--- Start Data to use ---

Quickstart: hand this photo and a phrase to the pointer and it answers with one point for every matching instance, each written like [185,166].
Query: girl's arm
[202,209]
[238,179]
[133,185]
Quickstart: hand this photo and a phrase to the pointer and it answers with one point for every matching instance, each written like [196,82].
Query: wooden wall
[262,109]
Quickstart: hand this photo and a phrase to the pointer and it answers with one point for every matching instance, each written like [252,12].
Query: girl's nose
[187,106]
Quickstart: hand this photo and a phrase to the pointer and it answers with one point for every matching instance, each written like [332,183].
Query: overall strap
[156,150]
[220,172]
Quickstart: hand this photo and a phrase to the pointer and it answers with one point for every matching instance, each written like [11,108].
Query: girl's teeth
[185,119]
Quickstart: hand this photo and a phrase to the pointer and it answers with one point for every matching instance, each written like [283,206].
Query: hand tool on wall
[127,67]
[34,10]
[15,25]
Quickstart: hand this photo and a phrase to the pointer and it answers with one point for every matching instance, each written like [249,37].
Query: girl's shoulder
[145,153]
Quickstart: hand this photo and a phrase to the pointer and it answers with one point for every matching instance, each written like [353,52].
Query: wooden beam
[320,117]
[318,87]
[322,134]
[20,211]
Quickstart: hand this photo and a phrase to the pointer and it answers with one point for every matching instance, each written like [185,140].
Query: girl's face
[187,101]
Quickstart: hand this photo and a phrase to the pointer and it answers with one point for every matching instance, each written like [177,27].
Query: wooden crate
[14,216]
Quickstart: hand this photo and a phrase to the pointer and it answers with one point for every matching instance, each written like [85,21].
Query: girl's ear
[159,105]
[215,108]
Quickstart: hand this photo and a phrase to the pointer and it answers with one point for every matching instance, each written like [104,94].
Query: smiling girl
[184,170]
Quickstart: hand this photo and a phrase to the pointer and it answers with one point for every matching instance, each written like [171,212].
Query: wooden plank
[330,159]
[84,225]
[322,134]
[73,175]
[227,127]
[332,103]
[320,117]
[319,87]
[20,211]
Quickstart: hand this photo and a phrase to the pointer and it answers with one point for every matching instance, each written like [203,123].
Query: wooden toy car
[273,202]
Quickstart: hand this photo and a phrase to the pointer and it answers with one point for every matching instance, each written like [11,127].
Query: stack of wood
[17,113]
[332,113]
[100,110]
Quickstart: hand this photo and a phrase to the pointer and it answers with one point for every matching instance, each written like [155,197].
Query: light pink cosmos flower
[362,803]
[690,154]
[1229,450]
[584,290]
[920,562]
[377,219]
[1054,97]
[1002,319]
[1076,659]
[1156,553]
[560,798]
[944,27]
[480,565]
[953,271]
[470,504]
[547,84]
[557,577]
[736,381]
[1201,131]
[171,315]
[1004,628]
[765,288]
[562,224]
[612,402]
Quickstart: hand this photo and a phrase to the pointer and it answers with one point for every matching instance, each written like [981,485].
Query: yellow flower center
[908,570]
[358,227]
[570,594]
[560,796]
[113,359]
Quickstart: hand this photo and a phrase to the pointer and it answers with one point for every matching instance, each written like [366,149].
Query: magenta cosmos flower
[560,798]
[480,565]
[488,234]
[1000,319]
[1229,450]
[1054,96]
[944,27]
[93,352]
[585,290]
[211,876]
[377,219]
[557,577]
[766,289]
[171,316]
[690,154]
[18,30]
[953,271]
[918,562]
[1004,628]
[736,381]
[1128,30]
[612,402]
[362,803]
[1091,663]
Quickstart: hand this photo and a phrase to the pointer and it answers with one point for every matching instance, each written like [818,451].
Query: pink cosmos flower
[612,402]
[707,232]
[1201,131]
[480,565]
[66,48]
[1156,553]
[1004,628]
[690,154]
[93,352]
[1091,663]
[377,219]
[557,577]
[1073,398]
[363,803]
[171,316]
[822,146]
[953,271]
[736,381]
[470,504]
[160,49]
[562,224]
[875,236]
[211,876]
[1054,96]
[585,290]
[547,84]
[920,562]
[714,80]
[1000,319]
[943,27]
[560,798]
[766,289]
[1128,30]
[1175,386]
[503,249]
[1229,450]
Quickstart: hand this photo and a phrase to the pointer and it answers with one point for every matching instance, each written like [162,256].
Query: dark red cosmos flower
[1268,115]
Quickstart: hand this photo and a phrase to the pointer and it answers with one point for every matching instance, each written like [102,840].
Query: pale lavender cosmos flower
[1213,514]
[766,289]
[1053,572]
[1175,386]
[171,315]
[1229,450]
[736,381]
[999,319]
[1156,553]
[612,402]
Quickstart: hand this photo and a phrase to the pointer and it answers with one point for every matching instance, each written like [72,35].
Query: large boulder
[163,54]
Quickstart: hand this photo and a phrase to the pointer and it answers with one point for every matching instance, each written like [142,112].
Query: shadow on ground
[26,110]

--- End Data to use ---

* [What is needed]
Reproduce all of the material above line for line, without changing anything.

* [Answer to this problem]
Quickstart: hand this photo and a phrase to the pointer and it answers with one point for every matching instance, each written like [185,166].
Query: girl's arm
[202,209]
[238,179]
[133,185]
Quickstart: hand this photo and a phrase to the pointer and it answers with one point for every matching instance, each written like [196,82].
Query: wooden wall
[262,109]
Quickstart: hand this photo and a phrase to the pointer and it answers with one point for every matching instance, each written like [252,12].
Query: girl's nose
[187,106]
Quickstart: hand this photo and a phrase to the pointer and it answers with one point for every matching instance, each written like [332,183].
Query: overall strap
[156,150]
[220,172]
Quickstart: hand this photo and a phrase to the pointer and it answers with one point for every matching instance, each written like [11,108].
Query: girl's teeth
[185,119]
Quickstart: hand this photo and a phrase to the pointer and it answers with one point for every matching instance, each written like [283,206].
Query: hand tool on wall
[127,67]
[34,10]
[15,25]
Quickstart: hand this photo and a phrase to the pointer and it answers with one point for every matching instance, each written like [249,37].
Query: girl's shoulder
[145,153]
Quickstart: hand this photo and a phrase to the pointer and it answers with one point for every matching instance, each written like [353,52].
Query: wooden beam
[320,117]
[318,87]
[322,134]
[20,211]
Quickstart: hand this photo and a phrase to the pointer and it answers with one point for every matching instance, each written like [185,140].
Query: girl's face
[187,101]
Quickstart: hand this photo and a phrase to the pointer and it answers with one point for every matching instance, each written like [177,27].
Query: wooden crate
[14,216]
Quickstart: hand this photo and a phrase to the pointer and it answers with one point for every matching instance, each written like [85,21].
Query: girl's ear
[159,105]
[215,108]
Quickstart: hand this photo and a phrase to the pointer and it answers with one point for every matching instance, each written like [104,94].
Query: smiling girl
[184,170]
Quickstart: hand this photo and a phrase to the pointer and it answers with one point for every matching instance, each written like [171,212].
Query: wooden plank
[330,159]
[84,225]
[322,134]
[73,175]
[227,127]
[332,103]
[320,117]
[319,87]
[20,211]
Quickstart: hand this photo and a phrase to the pointer and it answers with one point for every matching instance, each written like [203,123].
Query: wooden toy car
[273,202]
Quickstart: hand this photo and a phrase to the pointer and it answers with one point for every matching instance, each written like [11,127].
Query: stack of wood
[17,113]
[332,113]
[100,110]
Quickstart: hand this photo and a phrase to the pointer and it answers with one point for every matching instance, each written like [155,197].
Query: light pink cosmos flower
[362,803]
[690,154]
[1229,450]
[584,290]
[920,562]
[377,219]
[1054,97]
[1002,319]
[1076,659]
[1156,553]
[560,798]
[944,27]
[480,565]
[953,271]
[470,504]
[547,84]
[557,577]
[736,381]
[1201,131]
[171,315]
[1004,628]
[765,288]
[562,224]
[612,402]
Quickstart: hand this photo and a phrase to the pointer and it answers with one point for every matching instance, each written like [981,485].
Query: yellow flower center
[908,570]
[358,227]
[570,594]
[560,796]
[113,359]
Quickstart: hand this photo and a phrase to the pointer and it answers with one point for every matching instance, each written like [366,149].
Query: magenta cosmos flower
[560,798]
[480,565]
[488,234]
[1000,319]
[1229,450]
[1054,96]
[944,27]
[93,352]
[585,290]
[211,876]
[377,219]
[557,577]
[766,289]
[171,316]
[690,154]
[18,30]
[953,271]
[918,562]
[1004,628]
[736,381]
[1128,30]
[612,402]
[362,803]
[1091,663]
Quickstart: hand this photo and a phrase to the pointer and it answers with one point for every matching instance, each written like [818,451].
Query: pink cosmos flower
[612,402]
[707,232]
[1201,131]
[480,565]
[66,48]
[1156,553]
[1004,628]
[690,154]
[93,352]
[1091,663]
[377,219]
[557,577]
[1073,398]
[363,803]
[171,316]
[822,146]
[953,271]
[736,381]
[470,504]
[160,49]
[562,224]
[875,236]
[211,876]
[1054,96]
[585,290]
[547,84]
[920,562]
[714,80]
[1000,319]
[943,27]
[560,798]
[766,289]
[1128,30]
[1175,386]
[503,249]
[1229,450]
Quickstart: hand this photo and a phrase to the pointer and it answers with one point for every matching instance, each written like [162,256].
Query: dark red cosmos flower
[1268,115]
Quickstart: hand this photo and a phrase to the pointer and it answers with one point for every matching instance, each written like [102,840].
Query: pale lavender cosmos flower
[1213,514]
[766,289]
[1053,572]
[1175,386]
[171,315]
[1229,450]
[736,381]
[999,319]
[1156,553]
[612,402]
Quickstart: hand this photo and a phrase to the pointer and it answers with one point for every matching instance, each written like [72,35].
Query: large boulder
[163,54]
Quickstart: hand this photo and a phrase to the pointer and it answers with one point for every matching instance, each written like [142,112].
Query: shadow on ground
[26,110]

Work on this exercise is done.